• **抜粋文**:
_ _ _
山中 健
ファッションウィークとエシカル
2020春夏コレクションのファッションウィーク真っ只中ですが、今シーズンはエシカルな取り組みが多く見られます。
そのアプローチは、それぞれのファッションウィークによってちょっと違うと思います。まずは、ロンドン。私がエシカルファッションという言葉を知ったのは、ロンドンのデザイナーを通じてだったと思います。ステラ・マッカトニー、ヴィヴィアン・ウエストウッド、クリストファー・レイバーンなどのビッグネームの他、若手デザイナーたちも動物愛護、環境問題、フェアトレードなどに取り組みクリーエションを発表していました。そして、日本でもエシカルファッションという言葉が広がった頃、ロンドンではもはやエシカルということはクリエーションの中で重要な要素であるとともに、前面に押し出すというものではなくなっていました。ロンドンではクリエーションとエシカルが融合しているように思います。
_ _ _
• **課題**: ファッションウィークとエシカルについての文章を、最後の一文の直後から引き継いで書き進めてください。

• **提供項目**:
_ _ _
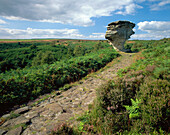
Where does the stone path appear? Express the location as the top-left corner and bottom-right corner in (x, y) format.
(0, 53), (133, 135)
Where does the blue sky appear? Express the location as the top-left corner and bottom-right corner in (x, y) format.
(0, 0), (170, 40)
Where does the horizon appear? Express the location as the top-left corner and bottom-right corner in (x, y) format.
(0, 0), (170, 40)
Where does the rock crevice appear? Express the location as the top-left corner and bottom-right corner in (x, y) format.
(105, 21), (135, 52)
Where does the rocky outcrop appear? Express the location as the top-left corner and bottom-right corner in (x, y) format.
(105, 21), (135, 52)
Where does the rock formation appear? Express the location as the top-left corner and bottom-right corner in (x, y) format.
(105, 21), (135, 52)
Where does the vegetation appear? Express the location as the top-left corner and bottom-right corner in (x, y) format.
(0, 40), (119, 114)
(68, 39), (170, 135)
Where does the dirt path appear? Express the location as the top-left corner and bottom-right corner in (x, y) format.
(0, 53), (134, 135)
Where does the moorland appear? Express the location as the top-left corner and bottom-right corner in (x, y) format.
(0, 38), (170, 134)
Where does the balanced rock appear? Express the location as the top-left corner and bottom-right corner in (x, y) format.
(105, 21), (135, 52)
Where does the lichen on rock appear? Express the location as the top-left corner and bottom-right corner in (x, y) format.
(105, 21), (135, 52)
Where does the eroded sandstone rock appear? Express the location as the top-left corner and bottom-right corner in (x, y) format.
(105, 21), (135, 52)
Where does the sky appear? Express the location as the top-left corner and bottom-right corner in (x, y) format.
(0, 0), (170, 40)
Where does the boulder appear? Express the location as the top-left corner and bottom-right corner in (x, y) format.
(105, 21), (135, 52)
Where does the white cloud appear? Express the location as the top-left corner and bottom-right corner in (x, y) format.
(88, 33), (105, 39)
(151, 0), (170, 10)
(0, 28), (84, 39)
(0, 19), (6, 24)
(116, 3), (143, 15)
(132, 21), (170, 39)
(137, 21), (170, 33)
(0, 0), (140, 26)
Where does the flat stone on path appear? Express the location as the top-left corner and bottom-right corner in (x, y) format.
(0, 53), (133, 135)
(6, 126), (22, 135)
(14, 106), (29, 114)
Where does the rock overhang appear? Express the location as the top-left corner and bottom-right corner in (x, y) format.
(105, 21), (135, 52)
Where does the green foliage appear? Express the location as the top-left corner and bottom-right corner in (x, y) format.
(0, 40), (110, 73)
(124, 99), (141, 119)
(80, 39), (170, 135)
(0, 46), (119, 113)
(51, 123), (80, 135)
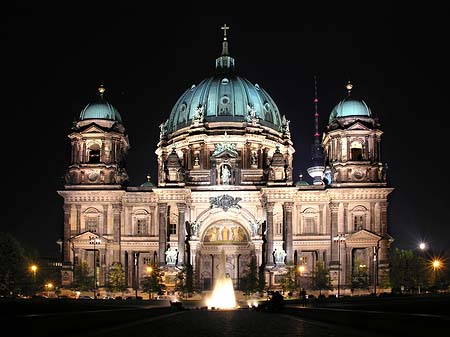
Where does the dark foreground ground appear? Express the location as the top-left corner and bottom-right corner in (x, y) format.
(4, 295), (450, 337)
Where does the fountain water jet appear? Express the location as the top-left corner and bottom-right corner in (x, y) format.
(206, 249), (237, 309)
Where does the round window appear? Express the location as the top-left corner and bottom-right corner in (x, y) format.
(220, 96), (230, 104)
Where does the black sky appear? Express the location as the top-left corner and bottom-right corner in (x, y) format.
(0, 2), (450, 255)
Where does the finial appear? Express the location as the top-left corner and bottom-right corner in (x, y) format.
(345, 81), (353, 96)
(314, 75), (320, 138)
(220, 24), (230, 41)
(98, 84), (106, 98)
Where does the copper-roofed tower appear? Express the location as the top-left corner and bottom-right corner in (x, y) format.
(308, 76), (325, 185)
(323, 81), (386, 186)
(66, 85), (129, 189)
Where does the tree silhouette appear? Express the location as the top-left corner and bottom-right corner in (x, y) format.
(312, 261), (332, 295)
(106, 262), (127, 292)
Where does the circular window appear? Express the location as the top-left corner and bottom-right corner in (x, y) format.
(220, 96), (230, 104)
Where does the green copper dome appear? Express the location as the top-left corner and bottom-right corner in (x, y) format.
(80, 86), (122, 123)
(329, 81), (372, 123)
(167, 72), (282, 132)
(164, 25), (283, 133)
(329, 97), (372, 123)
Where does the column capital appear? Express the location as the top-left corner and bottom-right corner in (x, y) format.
(158, 202), (167, 213)
(265, 202), (275, 213)
(177, 202), (186, 212)
(283, 201), (294, 212)
(329, 202), (339, 212)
_ _ _
• **解答**:
デザインと生産が融合したことによって、ファッションキャピタルとしての存在感を強めたミラノにおいては、素材づかいや生産背景の抜本的な改革が進んでいます。ロンドンやNY、北欧は厳しい消費者目線によってファッションによってエシカルが進んだのですが、イタリアは世界のラグジュアリーの生産地であることが大きな影響を及ぼしたのでしょう。そして、イタリアは地元意識がとても強い国。グローバルな生産ネットワークに対して異を唱えるブランドがとても多いように思います「バックトゥローカル」という切り口でエシカルが広がっているようにも思います。エシカル中国も世界のアパレルの生産地ですから、今後エシカルな生産が広がっていくことを期待したいと思います。
パリでは、ラグジュアリーとエシカルの両立をいかにするかということに悩んでおり、特にファーフリーについては賛否両論となっています。ただ、ダイバーシティや伝統技術の継承という点では進んでおり、服飾文化の最高峰の都市であることを感じさせます。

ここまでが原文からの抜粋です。